--- begin RECORD EXTRACTS ---

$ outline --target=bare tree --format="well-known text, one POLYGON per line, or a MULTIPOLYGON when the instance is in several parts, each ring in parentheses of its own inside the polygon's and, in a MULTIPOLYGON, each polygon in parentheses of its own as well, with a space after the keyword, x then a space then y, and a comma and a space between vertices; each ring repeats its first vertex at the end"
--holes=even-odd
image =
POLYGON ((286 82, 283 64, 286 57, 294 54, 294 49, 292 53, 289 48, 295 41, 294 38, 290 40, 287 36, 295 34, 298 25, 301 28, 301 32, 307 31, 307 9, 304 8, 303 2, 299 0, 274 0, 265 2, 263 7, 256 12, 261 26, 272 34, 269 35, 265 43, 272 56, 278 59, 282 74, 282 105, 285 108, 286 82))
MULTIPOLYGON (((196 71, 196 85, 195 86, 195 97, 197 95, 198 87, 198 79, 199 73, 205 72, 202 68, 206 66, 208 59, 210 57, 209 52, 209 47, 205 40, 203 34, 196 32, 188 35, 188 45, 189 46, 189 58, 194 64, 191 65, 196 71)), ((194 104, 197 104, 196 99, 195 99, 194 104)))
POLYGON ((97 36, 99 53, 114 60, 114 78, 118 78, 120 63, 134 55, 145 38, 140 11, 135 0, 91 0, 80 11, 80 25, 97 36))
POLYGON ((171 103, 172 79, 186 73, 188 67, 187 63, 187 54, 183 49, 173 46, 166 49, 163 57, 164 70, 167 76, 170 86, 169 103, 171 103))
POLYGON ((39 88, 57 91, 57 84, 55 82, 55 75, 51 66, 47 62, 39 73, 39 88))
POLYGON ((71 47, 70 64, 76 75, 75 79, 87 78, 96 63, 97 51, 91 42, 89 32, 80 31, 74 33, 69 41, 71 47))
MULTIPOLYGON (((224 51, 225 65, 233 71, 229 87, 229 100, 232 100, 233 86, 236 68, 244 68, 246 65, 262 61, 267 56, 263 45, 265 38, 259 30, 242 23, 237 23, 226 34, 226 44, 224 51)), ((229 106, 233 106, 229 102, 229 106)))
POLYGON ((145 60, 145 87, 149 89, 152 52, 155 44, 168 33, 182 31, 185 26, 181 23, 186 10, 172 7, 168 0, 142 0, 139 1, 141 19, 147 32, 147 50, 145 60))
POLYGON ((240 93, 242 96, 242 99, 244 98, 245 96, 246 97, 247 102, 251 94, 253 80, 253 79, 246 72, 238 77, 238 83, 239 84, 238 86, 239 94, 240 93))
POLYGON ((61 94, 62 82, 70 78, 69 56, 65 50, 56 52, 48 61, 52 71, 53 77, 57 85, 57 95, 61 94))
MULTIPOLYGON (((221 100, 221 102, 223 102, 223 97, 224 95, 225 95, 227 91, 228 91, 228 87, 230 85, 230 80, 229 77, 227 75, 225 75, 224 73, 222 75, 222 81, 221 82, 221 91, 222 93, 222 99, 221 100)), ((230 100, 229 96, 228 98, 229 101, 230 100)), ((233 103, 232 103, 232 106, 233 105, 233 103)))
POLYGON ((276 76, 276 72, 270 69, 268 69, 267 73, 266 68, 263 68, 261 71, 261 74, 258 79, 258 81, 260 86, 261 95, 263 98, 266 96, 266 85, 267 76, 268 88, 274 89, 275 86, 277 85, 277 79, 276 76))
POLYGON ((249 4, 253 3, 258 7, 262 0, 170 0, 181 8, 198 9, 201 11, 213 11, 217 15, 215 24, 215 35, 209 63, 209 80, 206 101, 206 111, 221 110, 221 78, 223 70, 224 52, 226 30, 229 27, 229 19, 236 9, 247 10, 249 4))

--- end RECORD EXTRACTS ---

__WORK TO BE COMPLETED__
Change "bare tree" to "leafless tree" in the material and reproduce it otherwise unaltered.

__SOLUTION__
$ outline --target=leafless tree --format="well-known text, one POLYGON per line, or a MULTIPOLYGON when the instance is in several parts, each ring in parentheses of its own inside the polygon's and, in a MULTIPOLYGON, each polygon in parentheses of its own as well, with a space after the keyword, x then a space then y, and a comma and a space between vertices; each ring repeats its first vertex at the end"
--holes=even-odd
image =
POLYGON ((286 82, 283 64, 286 57, 294 54, 294 49, 292 53, 289 48, 295 41, 294 38, 290 40, 287 36, 295 34, 298 25, 301 28, 301 32, 307 31, 307 9, 304 8, 303 2, 299 0, 274 0, 265 2, 263 7, 256 12, 261 26, 272 34, 269 35, 265 43, 272 56, 278 59, 282 74, 282 105, 285 108, 286 82))
MULTIPOLYGON (((196 71, 196 85, 195 86, 195 97, 197 95, 198 87, 198 79, 199 73, 205 72, 202 68, 206 66, 208 59, 210 57, 209 52, 209 47, 205 40, 203 34, 196 32, 188 35, 188 45, 189 46, 189 58, 194 64, 191 65, 196 71)), ((194 104, 197 104, 196 99, 195 99, 194 104)))
POLYGON ((97 36, 99 53, 114 60, 114 78, 118 78, 120 63, 134 55, 145 38, 140 11, 135 0, 91 0, 80 11, 80 25, 97 36))
POLYGON ((171 103, 172 79, 186 73, 188 67, 187 63, 187 54, 183 49, 173 46, 166 49, 163 57, 164 70, 167 76, 170 86, 169 103, 171 103))
POLYGON ((39 88, 57 91, 57 84, 55 82, 55 75, 51 66, 47 62, 39 73, 39 88))
POLYGON ((71 47, 70 64, 76 75, 75 79, 87 78, 96 63, 97 51, 91 42, 89 32, 80 31, 74 33, 69 41, 71 47))
MULTIPOLYGON (((224 51, 225 65, 233 71, 229 87, 229 100, 232 100, 233 86, 236 68, 244 68, 246 65, 262 61, 267 56, 263 45, 265 38, 259 30, 242 23, 237 23, 226 34, 226 44, 224 51)), ((229 106, 233 106, 229 102, 229 106)))
POLYGON ((145 60, 145 87, 149 89, 152 52, 155 44, 168 33, 182 31, 185 26, 181 23, 186 10, 172 7, 168 0, 142 0, 139 1, 141 19, 147 32, 147 50, 145 60))
POLYGON ((240 93, 242 96, 242 99, 244 98, 245 96, 246 97, 247 102, 251 94, 253 80, 253 79, 246 72, 238 77, 238 83, 239 84, 238 86, 239 94, 240 93))
POLYGON ((61 94, 62 82, 70 78, 69 56, 65 50, 56 52, 48 61, 52 71, 53 77, 57 85, 57 95, 61 94))
MULTIPOLYGON (((221 100, 221 102, 223 102, 223 97, 224 95, 225 95, 227 91, 228 91, 228 87, 230 85, 230 80, 229 77, 227 75, 225 75, 224 73, 222 75, 222 81, 221 82, 221 91, 222 93, 222 99, 221 100)), ((230 100, 229 96, 228 98, 229 101, 230 100)), ((233 103, 232 103, 232 106, 233 105, 233 103)))
POLYGON ((276 76, 276 72, 270 69, 268 69, 267 73, 266 68, 263 68, 261 71, 261 74, 258 79, 258 81, 260 86, 261 95, 263 98, 266 96, 266 85, 267 76, 268 88, 274 89, 275 86, 277 85, 277 79, 276 76))
POLYGON ((249 4, 253 3, 258 7, 262 0, 170 0, 181 8, 198 9, 201 11, 213 11, 217 15, 215 24, 215 35, 209 63, 209 80, 206 101, 206 111, 221 110, 221 78, 223 70, 224 52, 226 30, 229 27, 229 19, 236 9, 247 10, 249 4))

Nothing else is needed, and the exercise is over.